→ **Arbeitsauftrag 1**
Welche Hirnregionen sind laut dem Text über Déjà-vu für die Bildung und den Abruf von Erinnerungen entscheidend?
→ **Arbeitsauftrag 2**
Fasse den Absatz „Eine weitere wichtige Erklärung“ aus dem Text über Déjà-vu als kurze Stichpunktliste zusammen, ohne seine Hauptaussagen wegzulassen.

→ **Gezeigter Textauszug**
##############################

Eine weitere wichtige Erklärung betrifft die Funktionsweise des Gedächtnisses, insbesondere im Hippocampus und den umliegenden medialen Temporallappen, die für die Bildung und den Abruf von Erinnerungen entscheidend sind. Es wird angenommen, dass ein Déjà-vu auftreten kann, wenn es zu einer kurzzeitigen Fehlfunktion im Gedächtnisabruf kommt. Das Gehirn erkennt bestimmte Elemente einer neuen Situation als vertraut an – vielleicht aufgrund einer unbewussten Ähnlichkeit mit einer früheren Erfahrung, die nicht bewusst erinnert wird (Kryptomnesie) – interpretiert diese Vertrautheit aber fälschlicherweise als eine vollständige, frühere Erfahrung. Dies könnte auch durch eine kurzzeitige Dyssynchronisation zwischen den Systemen für die Vertrautheit (Familiarity) und die tatsächliche Erinnerung (Recollection) erklärt werden. Man fühlt sich, als ob man etwas kennt, kann sich aber nicht erinnern, wann oder wo man es kennengelernt hat, und das Gehirn füllt diese Lücke mit dem Gefühl einer vergangenen Erfahrung.

##############################

→ **Quelleninformationen**
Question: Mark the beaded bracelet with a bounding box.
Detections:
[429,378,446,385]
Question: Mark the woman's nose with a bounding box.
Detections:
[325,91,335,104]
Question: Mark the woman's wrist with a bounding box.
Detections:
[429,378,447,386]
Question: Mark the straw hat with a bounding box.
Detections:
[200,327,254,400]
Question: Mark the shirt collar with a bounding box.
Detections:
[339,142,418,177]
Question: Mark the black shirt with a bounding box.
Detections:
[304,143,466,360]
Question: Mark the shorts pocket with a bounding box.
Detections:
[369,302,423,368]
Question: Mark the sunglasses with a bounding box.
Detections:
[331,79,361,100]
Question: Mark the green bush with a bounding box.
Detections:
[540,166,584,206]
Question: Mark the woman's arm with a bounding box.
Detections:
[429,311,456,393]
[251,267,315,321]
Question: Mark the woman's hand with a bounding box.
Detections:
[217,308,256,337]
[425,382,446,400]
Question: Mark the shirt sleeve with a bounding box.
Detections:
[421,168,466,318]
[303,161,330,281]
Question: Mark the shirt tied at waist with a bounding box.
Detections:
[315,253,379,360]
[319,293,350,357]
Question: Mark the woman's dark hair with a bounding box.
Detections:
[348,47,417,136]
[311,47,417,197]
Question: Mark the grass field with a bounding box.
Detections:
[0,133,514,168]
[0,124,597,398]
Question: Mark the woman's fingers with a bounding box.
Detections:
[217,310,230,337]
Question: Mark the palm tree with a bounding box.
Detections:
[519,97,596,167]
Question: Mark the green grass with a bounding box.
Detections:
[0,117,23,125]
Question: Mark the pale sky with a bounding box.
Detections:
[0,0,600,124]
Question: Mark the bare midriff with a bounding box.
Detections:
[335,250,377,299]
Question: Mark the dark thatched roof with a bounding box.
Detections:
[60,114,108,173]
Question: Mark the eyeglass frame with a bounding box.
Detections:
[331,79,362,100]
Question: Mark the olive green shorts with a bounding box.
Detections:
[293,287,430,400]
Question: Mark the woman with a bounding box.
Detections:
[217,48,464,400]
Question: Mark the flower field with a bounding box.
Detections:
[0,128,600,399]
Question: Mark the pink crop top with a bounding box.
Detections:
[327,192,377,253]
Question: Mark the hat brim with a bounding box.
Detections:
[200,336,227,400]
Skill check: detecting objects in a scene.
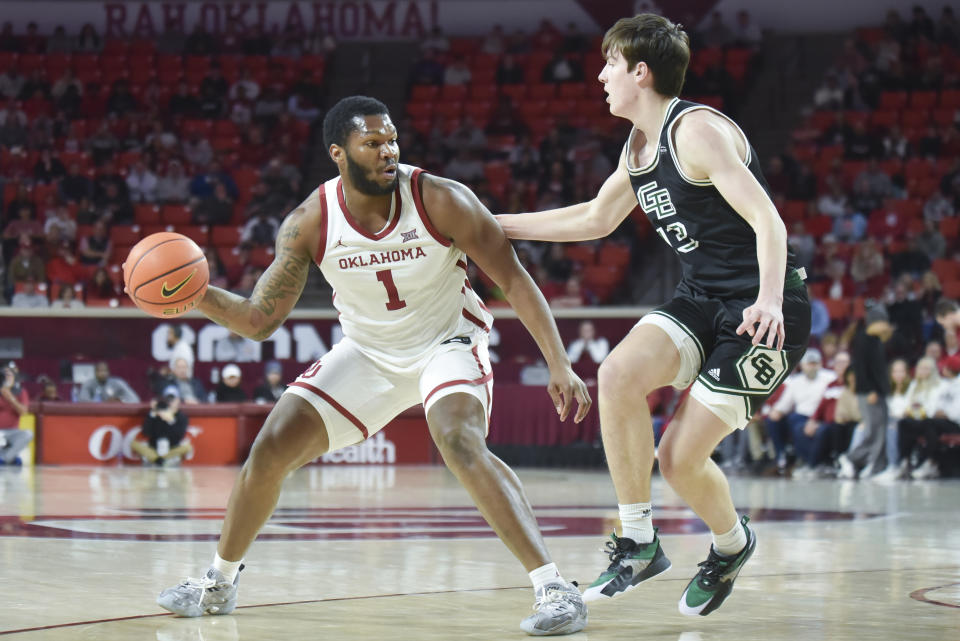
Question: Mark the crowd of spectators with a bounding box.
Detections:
[0,23,328,307]
[400,12,760,307]
[0,6,960,478]
[720,6,960,482]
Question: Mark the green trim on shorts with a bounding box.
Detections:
[697,376,753,429]
[647,309,707,367]
[697,374,776,396]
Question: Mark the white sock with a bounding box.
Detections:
[211,552,243,583]
[530,563,563,592]
[711,520,747,556]
[617,503,653,543]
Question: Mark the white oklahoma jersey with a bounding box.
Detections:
[287,164,493,450]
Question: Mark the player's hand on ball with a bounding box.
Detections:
[547,365,593,423]
[737,300,785,350]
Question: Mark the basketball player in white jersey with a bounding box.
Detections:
[158,96,591,636]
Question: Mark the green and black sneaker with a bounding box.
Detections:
[680,516,757,617]
[583,528,670,602]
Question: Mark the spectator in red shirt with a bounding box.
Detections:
[0,362,33,465]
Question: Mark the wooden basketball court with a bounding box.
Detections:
[0,466,960,641]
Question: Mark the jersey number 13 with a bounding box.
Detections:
[637,181,700,254]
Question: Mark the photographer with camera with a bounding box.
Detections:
[0,361,33,465]
[130,385,193,466]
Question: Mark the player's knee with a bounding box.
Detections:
[243,434,295,478]
[657,440,693,482]
[436,425,488,467]
[597,355,653,398]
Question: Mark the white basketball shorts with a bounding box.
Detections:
[284,329,493,452]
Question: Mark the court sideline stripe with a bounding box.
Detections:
[0,566,960,637]
[910,583,960,608]
[0,586,529,637]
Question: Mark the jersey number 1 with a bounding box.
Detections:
[377,269,407,312]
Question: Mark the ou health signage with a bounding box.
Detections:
[39,414,239,465]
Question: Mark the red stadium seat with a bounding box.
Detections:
[883,198,923,220]
[133,203,160,226]
[160,205,193,225]
[110,225,143,247]
[407,102,436,119]
[213,120,238,137]
[410,85,440,102]
[250,247,274,267]
[940,218,960,238]
[169,225,210,248]
[910,91,937,109]
[434,100,463,118]
[470,83,497,102]
[463,101,493,126]
[930,258,960,282]
[939,89,960,109]
[564,245,597,266]
[902,108,931,129]
[210,225,241,247]
[500,84,527,104]
[806,216,833,239]
[440,85,467,101]
[780,200,807,224]
[940,279,960,300]
[560,82,587,98]
[583,265,624,302]
[231,167,260,202]
[870,109,900,129]
[932,107,958,127]
[880,91,907,109]
[597,243,630,268]
[823,298,850,320]
[527,85,557,100]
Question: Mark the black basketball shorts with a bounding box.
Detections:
[637,284,810,429]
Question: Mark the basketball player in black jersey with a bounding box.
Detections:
[498,14,810,615]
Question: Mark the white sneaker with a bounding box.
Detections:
[910,459,940,481]
[870,461,907,483]
[157,565,240,617]
[520,582,587,637]
[837,454,857,479]
[793,465,817,481]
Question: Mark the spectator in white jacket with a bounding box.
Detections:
[766,347,837,478]
[127,161,157,203]
[897,356,960,479]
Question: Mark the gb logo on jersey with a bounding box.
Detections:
[737,345,787,394]
[637,180,677,220]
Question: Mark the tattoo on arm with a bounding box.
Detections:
[250,224,310,340]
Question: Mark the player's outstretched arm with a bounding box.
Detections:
[497,158,637,242]
[676,111,787,349]
[198,208,316,341]
[422,176,593,423]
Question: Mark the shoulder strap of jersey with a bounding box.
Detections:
[410,167,451,247]
[315,183,330,265]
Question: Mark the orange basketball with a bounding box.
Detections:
[123,231,210,318]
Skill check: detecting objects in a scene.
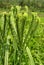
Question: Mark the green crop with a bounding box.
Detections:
[0,6,44,65]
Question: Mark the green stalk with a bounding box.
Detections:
[26,47,35,65]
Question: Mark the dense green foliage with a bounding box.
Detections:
[0,6,44,65]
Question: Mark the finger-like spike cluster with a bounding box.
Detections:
[0,6,39,65]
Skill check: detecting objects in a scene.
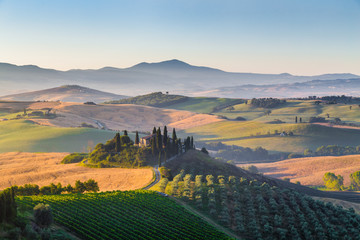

##############################

→ **Antwortfeld 1**
Der Hippocampus und die umliegenden medialen Temporallappen.

→ **Antwortfeld 2**
- Hippocampus und umliegende mediale Temporallappen sind entscheidend für die Bildung und den Abruf von Erinnerungen.
- Ein Déjà-vu entsteht vermutlich durch eine kurzzeitige Fehlfunktion im Gedächtnisabruf.
- Das Gehirn erkennt Elemente einer neuen Situation als vertraut, etwa durch unbewusste Ähnlichkeit mit einer nicht bewusst erinnerten früheren Erfahrung (Kryptomnesie). Diese Vertrautheit deutet es fälschlich als vollständige frühere Erfahrung.
- Eine weitere mögliche Erklärung ist eine kurzzeitige Dyssynchronisation zwischen den Systemen für Vertrautheit (Familiarity) und tatsächliche Erinnerung (Recollection).
- Folge: Man meint, etwas zu kennen, weiß aber nicht, wann oder wo man es kennengelernt hat. Das Gehirn füllt diese Lücke mit dem Gefühl einer vergangenen Erfahrung.